__Passage__.
----
Daily Archives: July 3, 2018

Faraway Places & Kentucky Live Series to End

After more than 200 programs over the past two decades, most held at the Barnes & Noble Bookstore in Bowling Green, our DLPS Series will be ending this spring.

Peggy Wright and Brian Coutts conceived of an international series following the return of former Kentucky Librarian Nancy Baird from a trip to South Africa.  We launched our first program in September, 2000 and followed with programs on Costa Rica, China, Brazil, England and Germany.  We took our name from a 1948 song “Far Away Places with Strange Sounding Names ”. Since then we’ve visited every continent and places from Alaska and Greenland to Antarctica. Our final program was Soleiman Kiasatpour’s fascinating talk on Morocco in April. 2018

In February, 2003 we launched a companion series “Kentucky Live, southern Culture at Its best!” with a program on Jonesville & Shake Rag: Historic Black Community of Bowling Green from Maxine Ray and Dr. John Long, Department Head of Philosophy & Religion. Programs on photographers, artists, poets, writers, restaurants, historians, bourbon, coal mining,  the Derby and virtually every iconic Kentucky product from the Louisville Slugger to Fruit of the Loom Underwear, and the Corvette followed. Our final program this April was from J.D. Wilkes founder of the Legendary Shack Shakers, a Southern Gothic rock and blues band.  What a great way to end.

None of this would have possible without our genial hosts Barnes & Noble Booksellers.  Special thanks to Jennifer Bailey, David Hollifield and before them Natalie Boddeker and David Coverdale and all of your fine staff for setting up all those chairs and ordering all those books and helping us promote these programs.
----
__Available data__.
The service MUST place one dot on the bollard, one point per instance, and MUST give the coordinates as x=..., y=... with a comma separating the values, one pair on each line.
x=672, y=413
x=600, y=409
----
__Short problem__.
Reproduce verbatim the part of the series announcement above that begins with the words containing "None of this" and ends with "promote these programs.".

__Result of this task__.
None of this would have possible without our genial hosts Barnes & Noble Booksellers.  Special thanks to Jennifer Bailey, David Hollifield and before them Natalie Boddeker and David Coverdale and all of your fine staff for setting up all those chairs and ordering all those books and helping us promote these programs.